◆ **Input data**:
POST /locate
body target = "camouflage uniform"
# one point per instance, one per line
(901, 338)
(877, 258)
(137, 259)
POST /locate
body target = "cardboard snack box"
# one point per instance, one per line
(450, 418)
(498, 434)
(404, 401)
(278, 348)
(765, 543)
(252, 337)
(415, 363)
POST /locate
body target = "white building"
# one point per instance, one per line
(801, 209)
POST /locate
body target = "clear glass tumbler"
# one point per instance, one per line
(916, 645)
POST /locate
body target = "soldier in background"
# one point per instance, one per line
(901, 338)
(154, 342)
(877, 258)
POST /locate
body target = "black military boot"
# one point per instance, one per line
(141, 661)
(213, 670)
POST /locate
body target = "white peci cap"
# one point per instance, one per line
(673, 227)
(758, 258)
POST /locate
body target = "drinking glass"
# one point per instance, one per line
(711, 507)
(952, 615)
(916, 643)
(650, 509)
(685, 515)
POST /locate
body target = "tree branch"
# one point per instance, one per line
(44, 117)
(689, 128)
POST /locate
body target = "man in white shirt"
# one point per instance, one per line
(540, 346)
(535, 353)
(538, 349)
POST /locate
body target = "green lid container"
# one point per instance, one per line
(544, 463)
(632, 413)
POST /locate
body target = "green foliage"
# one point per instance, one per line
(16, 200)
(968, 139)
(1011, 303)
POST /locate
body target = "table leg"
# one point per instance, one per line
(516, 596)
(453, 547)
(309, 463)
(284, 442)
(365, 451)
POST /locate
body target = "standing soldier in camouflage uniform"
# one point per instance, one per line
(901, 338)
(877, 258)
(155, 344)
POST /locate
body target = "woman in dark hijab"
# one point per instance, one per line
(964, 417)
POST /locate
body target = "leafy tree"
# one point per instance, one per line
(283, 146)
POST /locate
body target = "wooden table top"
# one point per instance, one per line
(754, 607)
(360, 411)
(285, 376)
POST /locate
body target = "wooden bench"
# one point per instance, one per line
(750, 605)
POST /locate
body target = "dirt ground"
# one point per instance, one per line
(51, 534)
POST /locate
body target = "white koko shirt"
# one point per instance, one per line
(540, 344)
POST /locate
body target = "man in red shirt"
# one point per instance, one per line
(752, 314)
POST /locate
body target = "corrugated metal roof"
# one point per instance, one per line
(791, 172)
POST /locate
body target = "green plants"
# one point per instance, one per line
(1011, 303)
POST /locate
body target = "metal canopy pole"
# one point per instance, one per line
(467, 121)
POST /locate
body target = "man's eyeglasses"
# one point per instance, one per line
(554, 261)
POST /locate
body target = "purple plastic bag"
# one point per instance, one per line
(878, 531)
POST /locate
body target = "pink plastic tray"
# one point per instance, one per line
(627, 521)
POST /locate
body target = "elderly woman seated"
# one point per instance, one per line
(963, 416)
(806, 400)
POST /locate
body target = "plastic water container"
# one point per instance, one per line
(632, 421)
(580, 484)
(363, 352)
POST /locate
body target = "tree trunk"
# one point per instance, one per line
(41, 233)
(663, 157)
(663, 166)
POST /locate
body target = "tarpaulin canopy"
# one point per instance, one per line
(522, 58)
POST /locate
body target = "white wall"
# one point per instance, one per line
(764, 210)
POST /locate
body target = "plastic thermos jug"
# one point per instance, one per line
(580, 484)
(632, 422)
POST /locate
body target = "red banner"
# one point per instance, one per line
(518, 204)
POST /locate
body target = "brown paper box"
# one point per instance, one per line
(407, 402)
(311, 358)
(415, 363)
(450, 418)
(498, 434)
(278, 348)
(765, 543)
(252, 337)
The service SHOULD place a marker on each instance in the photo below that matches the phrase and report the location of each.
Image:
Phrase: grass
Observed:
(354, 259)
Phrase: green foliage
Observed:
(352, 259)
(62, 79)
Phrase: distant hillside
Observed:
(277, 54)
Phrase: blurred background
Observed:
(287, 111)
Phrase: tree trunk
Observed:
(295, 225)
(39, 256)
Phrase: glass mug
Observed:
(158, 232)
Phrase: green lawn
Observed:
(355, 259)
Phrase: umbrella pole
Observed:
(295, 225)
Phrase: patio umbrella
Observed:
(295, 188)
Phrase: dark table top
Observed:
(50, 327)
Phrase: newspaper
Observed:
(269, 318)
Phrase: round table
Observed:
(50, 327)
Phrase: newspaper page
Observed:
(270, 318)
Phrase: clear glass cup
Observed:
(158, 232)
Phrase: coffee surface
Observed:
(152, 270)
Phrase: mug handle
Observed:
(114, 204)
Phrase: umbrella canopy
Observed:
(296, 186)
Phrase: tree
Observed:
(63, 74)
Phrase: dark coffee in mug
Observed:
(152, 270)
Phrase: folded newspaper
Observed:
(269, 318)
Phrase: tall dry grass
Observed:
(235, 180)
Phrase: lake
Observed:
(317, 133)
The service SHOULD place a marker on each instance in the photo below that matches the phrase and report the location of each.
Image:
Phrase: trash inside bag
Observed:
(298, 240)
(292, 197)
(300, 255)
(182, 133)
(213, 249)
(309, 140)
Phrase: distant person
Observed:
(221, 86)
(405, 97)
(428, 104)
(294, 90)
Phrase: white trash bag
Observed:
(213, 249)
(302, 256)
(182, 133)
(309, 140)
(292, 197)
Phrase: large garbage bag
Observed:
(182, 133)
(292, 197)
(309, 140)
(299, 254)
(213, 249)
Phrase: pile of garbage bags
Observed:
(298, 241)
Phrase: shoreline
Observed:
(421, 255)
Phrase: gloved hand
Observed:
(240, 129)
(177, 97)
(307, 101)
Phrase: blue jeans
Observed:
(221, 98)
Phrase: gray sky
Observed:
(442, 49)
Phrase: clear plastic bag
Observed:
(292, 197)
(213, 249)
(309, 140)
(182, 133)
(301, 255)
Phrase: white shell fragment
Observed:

◆ **What to work on**:
Please tally the lines above that include the word "umbrella" and answer with the number by itself.

◆ **Written solution**:
3